▶ [WHAT THE TASK ASKS]: Write out each record exactly and skip every image.

▶ [DATA TO USE]:
■ ■ ■ ■ ■ ■ ■

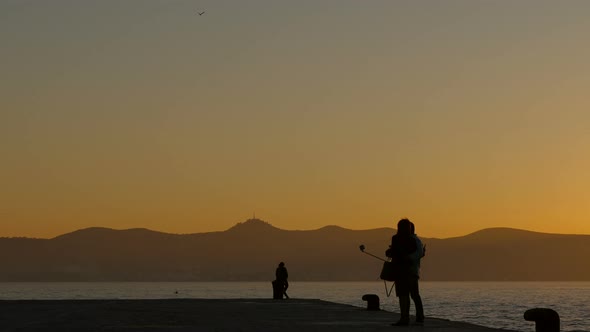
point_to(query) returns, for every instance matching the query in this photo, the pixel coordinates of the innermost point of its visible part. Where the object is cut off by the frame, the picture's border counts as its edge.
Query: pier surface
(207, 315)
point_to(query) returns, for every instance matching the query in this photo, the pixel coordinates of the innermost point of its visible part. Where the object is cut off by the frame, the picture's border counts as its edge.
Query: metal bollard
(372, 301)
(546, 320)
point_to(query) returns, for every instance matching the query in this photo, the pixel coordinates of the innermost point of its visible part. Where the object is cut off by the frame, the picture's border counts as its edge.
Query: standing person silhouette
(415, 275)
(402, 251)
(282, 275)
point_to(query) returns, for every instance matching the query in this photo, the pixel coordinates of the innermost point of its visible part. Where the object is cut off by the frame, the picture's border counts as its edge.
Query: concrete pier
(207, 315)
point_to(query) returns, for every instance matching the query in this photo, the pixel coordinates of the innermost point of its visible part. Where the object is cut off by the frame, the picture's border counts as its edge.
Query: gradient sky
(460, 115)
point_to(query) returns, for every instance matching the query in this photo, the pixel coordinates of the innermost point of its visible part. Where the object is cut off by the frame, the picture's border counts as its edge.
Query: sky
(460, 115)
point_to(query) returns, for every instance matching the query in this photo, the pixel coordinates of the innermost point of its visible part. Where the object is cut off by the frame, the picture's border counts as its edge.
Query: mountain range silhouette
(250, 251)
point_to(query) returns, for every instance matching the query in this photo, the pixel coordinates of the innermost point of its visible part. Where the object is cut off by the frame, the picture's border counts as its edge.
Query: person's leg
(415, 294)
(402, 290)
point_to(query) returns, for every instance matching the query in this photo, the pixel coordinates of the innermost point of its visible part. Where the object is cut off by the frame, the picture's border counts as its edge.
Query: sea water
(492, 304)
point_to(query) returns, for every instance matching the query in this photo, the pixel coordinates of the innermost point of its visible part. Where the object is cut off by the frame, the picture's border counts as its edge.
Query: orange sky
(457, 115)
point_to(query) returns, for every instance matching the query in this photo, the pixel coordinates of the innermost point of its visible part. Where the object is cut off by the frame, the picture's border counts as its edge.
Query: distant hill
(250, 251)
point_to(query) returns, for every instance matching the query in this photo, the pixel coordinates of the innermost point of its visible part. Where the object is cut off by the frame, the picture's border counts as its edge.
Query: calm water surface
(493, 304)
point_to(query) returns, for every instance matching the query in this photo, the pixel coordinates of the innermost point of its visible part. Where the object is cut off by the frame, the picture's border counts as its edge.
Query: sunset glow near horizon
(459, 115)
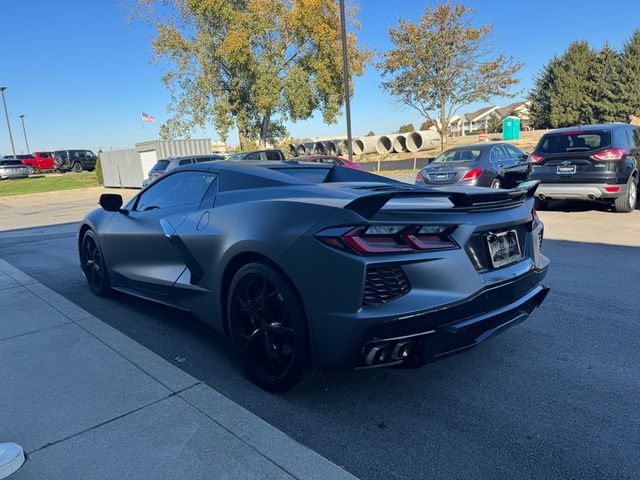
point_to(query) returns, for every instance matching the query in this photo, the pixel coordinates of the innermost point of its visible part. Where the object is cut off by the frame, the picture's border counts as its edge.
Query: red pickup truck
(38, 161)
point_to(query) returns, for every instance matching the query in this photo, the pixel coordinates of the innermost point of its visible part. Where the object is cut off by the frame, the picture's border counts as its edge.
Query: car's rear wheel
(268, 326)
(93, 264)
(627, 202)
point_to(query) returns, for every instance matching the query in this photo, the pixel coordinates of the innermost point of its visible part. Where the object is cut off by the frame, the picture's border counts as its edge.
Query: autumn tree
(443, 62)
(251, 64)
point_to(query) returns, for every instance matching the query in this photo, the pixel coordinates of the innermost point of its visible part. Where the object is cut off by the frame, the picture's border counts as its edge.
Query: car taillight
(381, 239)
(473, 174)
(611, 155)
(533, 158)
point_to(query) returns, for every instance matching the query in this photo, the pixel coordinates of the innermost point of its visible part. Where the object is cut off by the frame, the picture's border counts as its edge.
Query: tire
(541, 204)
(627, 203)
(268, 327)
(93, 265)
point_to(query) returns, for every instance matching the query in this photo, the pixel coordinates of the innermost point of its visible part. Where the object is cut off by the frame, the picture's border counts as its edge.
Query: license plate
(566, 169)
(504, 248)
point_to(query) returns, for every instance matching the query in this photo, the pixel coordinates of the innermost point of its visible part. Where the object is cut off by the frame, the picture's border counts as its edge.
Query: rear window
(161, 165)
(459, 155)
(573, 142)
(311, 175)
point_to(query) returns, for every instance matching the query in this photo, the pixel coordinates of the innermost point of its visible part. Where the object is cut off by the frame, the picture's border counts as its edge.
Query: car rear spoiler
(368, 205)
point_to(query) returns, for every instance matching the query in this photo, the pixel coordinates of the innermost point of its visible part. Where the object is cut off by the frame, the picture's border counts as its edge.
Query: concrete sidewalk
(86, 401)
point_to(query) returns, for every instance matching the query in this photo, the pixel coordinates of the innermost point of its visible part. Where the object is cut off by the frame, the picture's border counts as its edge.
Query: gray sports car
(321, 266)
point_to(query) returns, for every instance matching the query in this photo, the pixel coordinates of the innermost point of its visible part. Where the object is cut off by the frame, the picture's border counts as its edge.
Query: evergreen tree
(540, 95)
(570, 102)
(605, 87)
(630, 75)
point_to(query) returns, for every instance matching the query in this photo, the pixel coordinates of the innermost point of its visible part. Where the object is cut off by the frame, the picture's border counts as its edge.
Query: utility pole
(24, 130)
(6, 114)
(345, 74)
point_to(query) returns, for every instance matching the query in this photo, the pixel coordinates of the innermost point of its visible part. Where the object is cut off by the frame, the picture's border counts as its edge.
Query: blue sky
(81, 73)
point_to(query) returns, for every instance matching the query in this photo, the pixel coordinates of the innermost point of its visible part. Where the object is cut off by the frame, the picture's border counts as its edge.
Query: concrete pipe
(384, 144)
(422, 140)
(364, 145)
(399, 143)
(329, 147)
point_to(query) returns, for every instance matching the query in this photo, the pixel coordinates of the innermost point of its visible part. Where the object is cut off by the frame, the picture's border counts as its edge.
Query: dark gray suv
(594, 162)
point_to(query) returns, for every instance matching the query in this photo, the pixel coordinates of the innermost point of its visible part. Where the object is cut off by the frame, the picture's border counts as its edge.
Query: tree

■ ■ ■ ■ ■ ■ ■

▶ [TASK RESULT]:
point_to(query) returns, for every instance matching the query in this photo, the pixel coordinates of the innermost point of its visible part. Where the object is cut off by the frame, the picture's border counts as its edge.
Query: pier surface
(207, 315)
point_to(query) returns, for every instance matching the query in this photo, the pixel coordinates of the innermost point of its visible part. Where the object is cut off by the frame, the picture's border counts as its edge.
Query: metal bollard
(372, 301)
(546, 320)
point_to(query) returns, for every instance matching the query in this photo, the pixel coordinates of the innermost point of its visible part. Where the object is cut off by the frame, the picture's border counts as its edge.
Query: standing person silhouette
(415, 275)
(402, 251)
(282, 275)
point_to(query) returns, for every instance matching the query in this photo, the pixel coordinates of the innermost point of its visible part. Where the object is cut off by the frame, the picture's border counts as its edge.
Query: concrete pier
(207, 315)
point_to(query) returns, for every instance matching the query in this photo, the pixel coordinates of the innermost point of its visible part. Where the object is cut off by the frame, the picture's border counts as its edge.
Query: gradient sky
(460, 115)
point_to(query) returns, for every instance matching the query in this photo, the pixel coordinates of the innermost point of its visible part. Where the object is cut off by the frame, the picture's border counts as its edge.
Query: sky
(460, 115)
point_to(query) returns, for every instance matching the query in this photo, the pixel coordinates of the innermost point of its visible part. Where the object is cut off by the frame, the picture's border counts as its edge.
Query: mountain range silhouette
(250, 251)
point_to(query) returns, for every instance matching the query in this photo, the pixel coordinates of the innermost point of its visible part. Where the object is cut off by the frame, the picture's border counts as its edge.
Query: person's leg
(415, 294)
(402, 290)
point_to(query) returns, for every instance matching the query in this photo, the pixel coordinates of the innermost point of its visible part. Where the object is cut off by the frame, the picture's border counts as its edge.
Query: sea water
(492, 304)
point_to(query) returns, for every instance matching the query in this photo, the pixel coordinates of the innermost point of its visible part. Where the object is cut off by the frame, the picture's border counts as its edge.
Query: orange sky
(457, 115)
point_to(query) returns, for every instance matching the query in this photo, the pixel coordinates of the innermost point of its visible part. Where the object is cut off by the frame, the picture's border counts as its edge.
Query: distant hill
(250, 251)
point_to(query) returns, for every instance matching the query in this photo, the pixel coordinates of the innermost point of its visible part. Where the object is cut off by the frame, the picture's border counts as its edge.
Query: calm water surface
(493, 304)
point_to(query) returns, for every instance matching the query in this photo, the pixel coordinates of the innermost point of its visible part. Where the object is cut off by the frame, the picture's border counts as its edge.
Query: sunset glow near horizon
(459, 115)
point_to(query) returns, for every instance matching the query in this photo, the pixel coordinates of the innermost point of its visible part. Where the object is cut off by the frame, the picture's border counts as its edge.
Query: red pickup truck
(38, 161)
point_to(query) returns, for every instance matching the query in this photo, the pixel coordinates of the innermost point of its visible part. Where the object is cut off by the frame, the picture's border counts as its edge.
Query: car's rear wheel
(268, 326)
(93, 264)
(627, 202)
point_to(query) returns, for every instance matching the query in this photo, the pixel coordinates of the innermost point of its visible part. Where the object is cut off by the frame, the picture's border counts as its edge.
Query: autumn tree
(443, 62)
(251, 64)
point_to(query) returns, for every instance matching the query in this photo, the pixel coordinates of the innermost point of its visible part. Where the object is cut off by the frame, the picture's border counts as its edge.
Query: car taillight
(381, 239)
(473, 174)
(611, 155)
(533, 158)
point_to(query) returns, for every instance matching the query in this photo, the pixel coordinates of the innermost point of its visible part. Where the object is cut off by the frame, the picture's border counts as its edge.
Query: tire
(541, 204)
(627, 203)
(268, 327)
(93, 265)
point_to(query) returns, for every instance matching the query in this photo, the pixel coordinates of the innermost point of its visible part. Where the object is cut off by the frame, the picture's border counts as its edge.
Query: license plate
(566, 169)
(504, 248)
point_to(query) returns, for every instance matching the query in this photo, the pixel coordinates of the innermost point of its visible part. Where the object is cut off by the frame, the picture's border counts as its edge.
Query: rear window
(161, 165)
(459, 155)
(573, 142)
(311, 175)
point_to(query) returns, for every instance matching the query in this photo, the pixel coordinates of the innermost point of its visible part. Where the object is cut off by the frame, the picture's border counts as its edge.
Query: car rear spoiler
(368, 205)
point_to(query) returns, for every instance matching the query in this photo, the pixel coordinates of the innermost point of its visible part. Where the object is cut off by the frame, the picture's border counts as its edge.
Query: concrete sidewalk
(86, 401)
point_to(query) returns, for every instance matching the query in this photo, the pixel coordinates of the innermost point of its visible part. Where the object is cut off by the frame, the picture's border counts as its edge.
Query: gray sports car
(321, 266)
point_to(query) returns, for every instance matching the query in this photo, the pixel coordinates of the innermost point of its visible part. Where the object is cut off by the frame, the picture's border counts as its edge.
Query: evergreen tree
(540, 95)
(570, 102)
(605, 87)
(630, 75)
point_to(query) returns, for every instance matching the query in this photo, the pixel coordinates of the innermost point of its visible part. Where the object is cut off by the frame, the picture's border counts as its edge.
Query: utility pole
(24, 130)
(6, 114)
(345, 74)
point_to(query) returns, for every instance matching the query in this photo, the pixel coordinates of the innermost point of its visible part. Where the object is cut off by the frame, the picture's border counts as its edge.
Query: blue sky
(81, 73)
point_to(query) returns, for every instance matching the query in this photo, the pixel coordinates of the innermost point of its visible part. Where the object is cut off by the frame, the picture's border counts as its edge.
Query: concrete pipe
(384, 144)
(422, 140)
(364, 145)
(399, 143)
(329, 147)
point_to(query) returns, for every instance matching the query in this photo, the pixel coordinates of the innermost point of its visible part. Where the object is cut off by the frame, the picture's border counts as its edge.
Query: dark gray suv
(594, 162)
point_to(query) returns, for every instance matching the query in this photo, the pixel coordinates of the innermost point of its visible part. Where the object is cut off by the frame, the picture's border counts as its edge.
Query: tree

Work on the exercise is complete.